Complete the following —
a) Condense the paragraph of the review of The Revenant that opens "Henry determines that they cannot transport Glass" into a short bulleted list that keeps its main facts.
b) Using the review of The Revenant, answer these questions:
(i) Which actor plays Fitzgerald?
(ii) What does Henry offer the two men who stay with Glass?
(iii) In what two situations does Glass feel any solace?
c) Carry on writing the review of The Revenant from the point where it stops.

The gruff, nearly scalped Fitzgerald (Tom Hardy) is both jealous of Glass’ role of leading the troupe onward—with a plan that cuts his pay down to damn near nothing (and Fitzgerald has bad debts)—but also uncomfortable with Glass’ “half breed” son, Hawk (Forrest Goodluck), who’s mother was a murdered Pawnee woman. When Glass is nearly mauled to death by a bear, Fitzgerald is further annoyed that Glass fired his rifle, potentially alerting the Ree to their location.

Henry determines that they cannot transport Glass in his condition and offers two men double the pay to stay with him until he either dies or can begin to walk with aide. Fitzgerald volunteers—along with the youngest fur trapper on the expedition (Will Poulter)—to stay behind. When Hawk sees Fitzgerald smothering his father, he attempts to save him and is stabbed to death by Fitzgerald while, Glass, incapable of defense or language, watches; his son dead, Glass is left for dead, and given a “proper burial” while he is still alive. Eventually, he crawls out of the dirt, and drags himself through the mountains and plains, with revenge as his life force and saving grace.

At its best, The Revenant is a harsh frontier film that we’ve never seen before. In this unsettled American West, nature is as unforgiving as Glass is. The wind pummels, bending trees and humans, rivers fall over rocky cliffs, and sometimes the only heat nature can provide comes from the hollowed out insides of a recently killed mammal. The villages that Glass encounters are abandoned, recently raided, or harboring men who’ve double-crossed the natives. If Glass ever feels any solace, he’s standing at a crumbled makeshift church or catching snowflakes on his tongue. In all instances, it’s looking upward to the sky, a place that’s just as empty but less threatening. 

Sometimes the spiritual imagery is a little too on the nose and purely the invention of Iñárritu. But these flourishes are generally earnest if not downright obligatory (a visualized internal search for meaning is kinda necessary when your main character is so battered he can barely speak).

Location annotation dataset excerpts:
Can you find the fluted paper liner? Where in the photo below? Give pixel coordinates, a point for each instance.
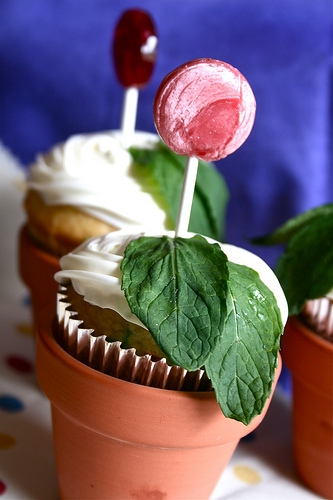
(111, 359)
(318, 315)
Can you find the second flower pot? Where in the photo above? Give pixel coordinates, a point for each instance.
(310, 360)
(37, 269)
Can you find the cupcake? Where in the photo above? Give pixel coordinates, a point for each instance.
(91, 185)
(129, 422)
(92, 303)
(165, 349)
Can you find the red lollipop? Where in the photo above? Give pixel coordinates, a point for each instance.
(204, 109)
(134, 48)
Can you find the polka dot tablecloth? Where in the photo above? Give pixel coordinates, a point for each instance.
(261, 467)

Task responses —
a)
- Henry decides Glass can't be moved in his condition and offers two men double pay to stay with him until he dies or can walk with aid.
- Fitzgerald volunteers, along with the youngest fur trapper on the expedition (Will Poulter).
- Hawk sees Fitzgerald smothering Glass, tries to save his father, and is stabbed to death by Fitzgerald while Glass, unable to defend himself or speak, watches.
- Glass is left for dead and given a "proper burial" while still alive.
- He crawls out of the dirt and drags himself through mountains and plains, driven by revenge.

b)
(i) Tom Hardy.
(ii) Double the pay.
(iii) When he is standing at a crumbled makeshift church or catching snowflakes on his tongue.

c)
Where The Revenant falters, however, are numerous instances where Iñárritu attempts to make The Revenant feel more epic than it already is. His camera, lensed by ace cinematographer Emmanuel Lubezki (Children of Men, Birdman), is too fluid in the action scenes. Iñárritu fills each corner with some nightmarish atrocity, or confuses with flurries of activity that interrupt the slower pace. He has Lubezki dive into the action with the type of handheld movements that remind you that this film was shot in 2015 (and also that create lens flares). This showiness separates us from the very setting that he wants us to view as inherently cruel. There is some great technical precision, but it muddies the viewer’s brain. 

There are also unnecessary and obvious moments of CGI, such as wolves attacking a buffalo during a stampede and an avalanche that happens in the distance. The Revenant is beautiful, aching and epic in moments of stillness, of which there are many. But these fancy flourishes to remind you of the collapsing expanse and the murderous capacity of nature, are not only overwrought, but the very animation belittles a very handsomely and realistic looking early 19th century that’s been carefully recreated.

The bear attack is terrifying, the frontier is unrelenting, there’s a river getaway that is amongst the best action sequences of the year and DiCaprio has potentially discovered that his best acting comes when he’s crawling on his hands and knees, unable to speak (this performance, full of spit and shivering, stands equal or close to his career best in The Wolf of Wall Street). But what holds The Revenant back from being a complete white-knuckle success isn’t Iñárritu’s Sledgehammer of Dourness™, it’s his Tools of Modernity that tamper his approach to film The Revenant as naturally as possible. The moments when he trusts the audience to be in awe of nature are far more substantial, spiritual, and informative than the moments where he attempts to awe us.